Aim of the task
Each line below should be set down again unchanged.

** Opening Task input block **

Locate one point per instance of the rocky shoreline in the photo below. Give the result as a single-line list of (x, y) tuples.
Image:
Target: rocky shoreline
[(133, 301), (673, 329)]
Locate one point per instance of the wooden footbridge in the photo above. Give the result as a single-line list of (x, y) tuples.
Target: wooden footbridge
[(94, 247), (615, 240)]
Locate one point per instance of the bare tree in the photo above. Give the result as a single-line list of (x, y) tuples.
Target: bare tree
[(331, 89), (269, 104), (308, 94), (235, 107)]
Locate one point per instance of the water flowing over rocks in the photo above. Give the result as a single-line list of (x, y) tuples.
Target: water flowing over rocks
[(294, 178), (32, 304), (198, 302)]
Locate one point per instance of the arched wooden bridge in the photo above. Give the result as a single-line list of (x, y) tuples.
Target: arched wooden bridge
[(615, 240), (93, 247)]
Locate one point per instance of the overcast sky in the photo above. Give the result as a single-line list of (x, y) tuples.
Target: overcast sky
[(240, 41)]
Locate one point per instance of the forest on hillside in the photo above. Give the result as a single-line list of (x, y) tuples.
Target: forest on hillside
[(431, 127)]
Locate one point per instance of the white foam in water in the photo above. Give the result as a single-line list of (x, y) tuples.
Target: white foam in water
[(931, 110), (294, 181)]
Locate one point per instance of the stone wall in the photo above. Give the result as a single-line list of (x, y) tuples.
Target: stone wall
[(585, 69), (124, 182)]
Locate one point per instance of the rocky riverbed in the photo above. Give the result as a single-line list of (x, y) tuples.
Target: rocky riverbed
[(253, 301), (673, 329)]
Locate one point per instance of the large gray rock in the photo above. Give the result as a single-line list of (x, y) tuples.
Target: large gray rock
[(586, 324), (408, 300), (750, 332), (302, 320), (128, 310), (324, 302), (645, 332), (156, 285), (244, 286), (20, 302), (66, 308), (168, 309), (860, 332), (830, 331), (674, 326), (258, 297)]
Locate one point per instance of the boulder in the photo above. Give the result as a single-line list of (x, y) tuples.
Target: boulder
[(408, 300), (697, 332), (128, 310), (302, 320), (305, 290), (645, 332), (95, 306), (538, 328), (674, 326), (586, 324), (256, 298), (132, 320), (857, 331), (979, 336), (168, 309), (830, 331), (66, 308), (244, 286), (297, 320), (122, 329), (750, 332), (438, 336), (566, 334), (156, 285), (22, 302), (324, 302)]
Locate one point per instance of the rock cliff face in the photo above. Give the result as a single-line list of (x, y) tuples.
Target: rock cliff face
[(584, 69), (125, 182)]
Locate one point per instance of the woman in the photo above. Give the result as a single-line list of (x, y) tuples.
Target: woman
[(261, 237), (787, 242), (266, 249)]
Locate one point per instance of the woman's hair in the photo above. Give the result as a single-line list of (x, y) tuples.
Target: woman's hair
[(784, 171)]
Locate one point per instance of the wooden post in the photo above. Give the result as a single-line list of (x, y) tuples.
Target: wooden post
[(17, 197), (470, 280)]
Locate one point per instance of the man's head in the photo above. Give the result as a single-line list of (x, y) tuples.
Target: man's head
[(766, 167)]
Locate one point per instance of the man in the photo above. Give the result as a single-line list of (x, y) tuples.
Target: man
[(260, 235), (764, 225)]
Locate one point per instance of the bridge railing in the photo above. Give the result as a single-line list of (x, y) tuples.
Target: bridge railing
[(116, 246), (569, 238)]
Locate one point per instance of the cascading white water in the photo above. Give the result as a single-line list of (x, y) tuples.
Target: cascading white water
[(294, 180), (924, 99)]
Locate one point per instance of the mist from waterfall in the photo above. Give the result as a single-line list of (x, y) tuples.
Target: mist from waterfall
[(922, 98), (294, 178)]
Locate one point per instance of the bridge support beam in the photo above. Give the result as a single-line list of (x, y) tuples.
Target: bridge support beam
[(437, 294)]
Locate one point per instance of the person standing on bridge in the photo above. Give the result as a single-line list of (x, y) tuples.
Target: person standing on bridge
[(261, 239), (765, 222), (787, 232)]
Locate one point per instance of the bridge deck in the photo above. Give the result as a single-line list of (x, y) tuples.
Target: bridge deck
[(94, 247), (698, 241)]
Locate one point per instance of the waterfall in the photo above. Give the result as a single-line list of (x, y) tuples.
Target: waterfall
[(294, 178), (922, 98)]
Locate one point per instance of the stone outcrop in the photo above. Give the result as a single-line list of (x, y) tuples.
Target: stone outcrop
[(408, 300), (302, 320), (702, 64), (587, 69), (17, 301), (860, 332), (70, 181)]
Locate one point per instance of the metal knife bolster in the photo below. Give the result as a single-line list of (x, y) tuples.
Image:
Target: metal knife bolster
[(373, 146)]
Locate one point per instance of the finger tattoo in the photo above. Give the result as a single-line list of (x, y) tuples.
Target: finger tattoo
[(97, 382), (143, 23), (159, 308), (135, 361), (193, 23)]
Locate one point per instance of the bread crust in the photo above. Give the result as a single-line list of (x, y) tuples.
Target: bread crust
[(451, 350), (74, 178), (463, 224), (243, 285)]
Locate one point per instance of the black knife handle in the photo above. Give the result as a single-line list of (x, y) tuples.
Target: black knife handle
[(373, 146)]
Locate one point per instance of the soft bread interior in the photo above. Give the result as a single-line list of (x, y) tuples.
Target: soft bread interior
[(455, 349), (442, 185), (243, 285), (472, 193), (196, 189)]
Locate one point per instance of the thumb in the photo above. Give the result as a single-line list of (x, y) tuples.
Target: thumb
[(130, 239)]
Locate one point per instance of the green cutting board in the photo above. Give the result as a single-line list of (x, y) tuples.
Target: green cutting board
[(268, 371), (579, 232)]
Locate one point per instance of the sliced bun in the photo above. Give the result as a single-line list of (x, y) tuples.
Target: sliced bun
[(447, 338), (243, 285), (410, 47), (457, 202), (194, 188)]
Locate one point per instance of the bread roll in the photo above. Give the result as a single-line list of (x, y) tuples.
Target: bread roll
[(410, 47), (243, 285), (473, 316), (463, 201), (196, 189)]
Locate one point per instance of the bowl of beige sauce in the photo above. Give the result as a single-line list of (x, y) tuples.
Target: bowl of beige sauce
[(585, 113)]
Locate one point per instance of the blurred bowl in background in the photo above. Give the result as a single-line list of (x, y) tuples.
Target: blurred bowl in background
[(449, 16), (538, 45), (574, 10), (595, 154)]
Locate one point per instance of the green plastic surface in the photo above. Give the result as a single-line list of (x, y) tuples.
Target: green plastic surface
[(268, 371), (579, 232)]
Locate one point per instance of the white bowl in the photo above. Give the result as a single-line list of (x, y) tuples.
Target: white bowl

** Closing Task input block **

Solved problem
Locate one point per instance of the rocky shoreline in the photo below. Give the result as a single-line list of (x, y) tuples.
Image:
Target: rocky shoreline
[(133, 301), (673, 329)]
Locate one point per instance of the wooden footbridge in the photo above. Give the result as a single-line list of (x, y) tuples.
Target: wooden footbridge
[(94, 247), (615, 240)]
Locate one point per instance of the bare tree in the photo above. Give the result as a single-line list of (x, y) tuples.
Target: bare tree
[(331, 89), (269, 104), (308, 94), (235, 107)]
Locate one point per instance of the water flowing over rocks in the photo above. Give the result as a single-line list of (x, y) tuples.
Target: water flowing over rocks
[(294, 178), (32, 304), (198, 302)]
Locate one point per instance of the arched wooden bridge in the photo above. Give the result as a single-line list of (x, y) tuples.
Target: arched wooden bridge
[(615, 240), (93, 247)]
Locate one point per instance of the overcast sky in the photo above. Give the result as a single-line list of (x, y) tuples.
Target: overcast sky
[(240, 41)]
Locate one point per instance of the forest on hillside in the photo above. Give the result as a single-line list of (x, y) tuples.
Target: forest on hillside
[(431, 127)]
Locate one point per instance of the white foam in water in the photo above. Give the result as a single-line list of (x, y) tuples.
Target: white foam in water
[(931, 110), (294, 181)]
Locate one point per instance of the stone wall in the photo above. Give the result as a single-line list of (x, y) tuples.
Target: stone wall
[(585, 69), (124, 182)]
Locate one point per instance of the rocky riverbed in the photo above. Give the result as a single-line list of (x, y) tuples.
Target: rocky riverbed
[(253, 301), (673, 329)]
Locate one point per instance of the large gray rock in the photo above. Give the result as a single-line list of (x, y) tuples.
Target: large gray rock
[(586, 324), (408, 300), (750, 332), (302, 320), (128, 310), (324, 302), (645, 332), (156, 285), (244, 286), (20, 302), (66, 308), (168, 309), (860, 332), (830, 331), (674, 326), (258, 297)]
Locate one point per instance of the boulder in the photo above. Give the result as a single-line list of (x, y) tuples.
Target: boulder
[(408, 300), (697, 332), (128, 310), (302, 320), (305, 290), (645, 332), (95, 306), (538, 328), (674, 326), (586, 324), (256, 298), (132, 320), (857, 331), (979, 336), (168, 309), (830, 331), (66, 308), (244, 286), (297, 320), (122, 329), (750, 332), (438, 336), (566, 334), (156, 285), (22, 302), (324, 302)]
Locate one point per instance of the rock cliff face in the photo above. Give the result as a single-line list of (x, y) tuples.
Target: rock cliff face
[(584, 69), (125, 182)]
Locate one point per instance of the woman in the photo above. Give the result as a single-line list of (x, y) tuples.
Target: woman
[(261, 237), (787, 242), (266, 249)]
Locate one point per instance of the woman's hair in the photo above. Give the result as a single-line list of (x, y) tuples.
Target: woman's hair
[(784, 171)]
Locate one point per instance of the wooden post in the photo above. Give the result as a single-line list of (x, y) tuples.
Target: wooden post
[(17, 197), (470, 280)]
Locate one point per instance of the man's head in the photo above. Give the result as a single-line list of (x, y) tuples.
Target: man's head
[(766, 167)]
Locate one point per instance of the man in the photo above. Give the result as a single-line list of (x, y) tuples.
Target: man
[(260, 235), (764, 225)]
Locate one point per instance of the bridge railing in the photo above. Give the result as a single-line list of (x, y) tuples.
Target: bridge railing
[(116, 246), (569, 238)]
Locate one point per instance of the cascading white water in the photo above. Give the result as a single-line list of (x, y) tuples.
Target: cascading white water
[(294, 180), (924, 99)]
Locate one point per instance of the mist from waterfall in the photo above. Give the result as a single-line list of (x, y) tuples.
Target: mist from waterfall
[(922, 98), (294, 178)]
Locate one point per instance of the bridge support beam in the photo above. Give the result as a single-line list of (x, y) tuples.
Target: bridge support beam
[(437, 294)]
Locate one point per instance of the person standing on bridge in the photo above. Give the result as a single-line list of (x, y) tuples.
Target: person standing on bridge
[(261, 239), (765, 222), (787, 232)]
Locate one point per instance of the bridge deck in the photo above. Give the result as a single-line list of (x, y) tuples.
Target: bridge deck
[(94, 247), (698, 241)]
Locate one point per instance of the waterfall in the photo above. Give the result as a single-line list of (x, y) tuples.
Target: waterfall
[(294, 178), (922, 98)]
Locate one point per instance of the stone outcrop in the photo above. Give the result as a single-line list of (x, y) tuples.
Target: stone outcrop
[(408, 300), (302, 320), (702, 64), (587, 69), (17, 301), (860, 332), (70, 181)]
Locate one point per instance of the metal knife bolster in the photo below. Give the result as a single-line list of (x, y) tuples.
Image:
Target: metal knife bolster
[(373, 146)]
Locate one point per instance of the finger tattoo in the photo above. Give the result as a single-line list of (x, y) tuples.
Target: finger tattoo
[(97, 382), (143, 23), (159, 308), (135, 361), (193, 23)]
Locate one point per instance of the bread crust in the photo above. Give the result as a single-line list of (x, y) tuples.
Target: bread crust
[(451, 350), (74, 178), (463, 224), (243, 285)]
Locate one point per instance of the black knife handle in the photo above. Give the result as a single-line list of (x, y) tuples.
Target: black knife handle
[(373, 146)]
Locate one point per instance of the soft bread interior in the photo above. Give the result as a single-line list of (x, y) tuples.
Target: soft bread interior
[(455, 349), (442, 185), (243, 285), (472, 193), (196, 189)]
Locate one point per instance of the thumb in the photo above. Give the result as a single-line list of (x, y) tuples.
Target: thumb
[(130, 239)]
Locate one point per instance of the green cutting board in the photo above. Give the result as a single-line list of (x, y) tuples.
Target: green cutting board
[(268, 371), (579, 232)]
Locate one point per instance of the sliced bun in the photo above. Give the result as a single-line list of (x, y) tuples.
Target: sliced bun
[(447, 338), (243, 285), (410, 47), (457, 202), (194, 188)]
Locate one point per instance of the bread roll in the photo above. Give the result as a single-line list of (x, y) tuples.
Target: bread roll
[(410, 47), (243, 285), (473, 316), (463, 201), (196, 189)]
Locate one point per instance of the bowl of beige sauce in the photo above. Give the result as a single-line list of (x, y) tuples.
Target: bowl of beige sauce
[(585, 113)]
Locate one point per instance of the blurred bowl in background in the photo above. Give the result as a single-line list of (x, y) tuples.
Target: blurred bowl in background
[(449, 16), (538, 45), (574, 10), (595, 154)]
Locate one point per instance of the green plastic surface in the photo above. Give the result as a single-line list of (x, y) tuples.
Target: green plastic surface
[(268, 371), (579, 232)]
Locate one point per instance of the white bowl in the photo above. Give the result as a single-line list of (x, y) tuples.
Target: white bowl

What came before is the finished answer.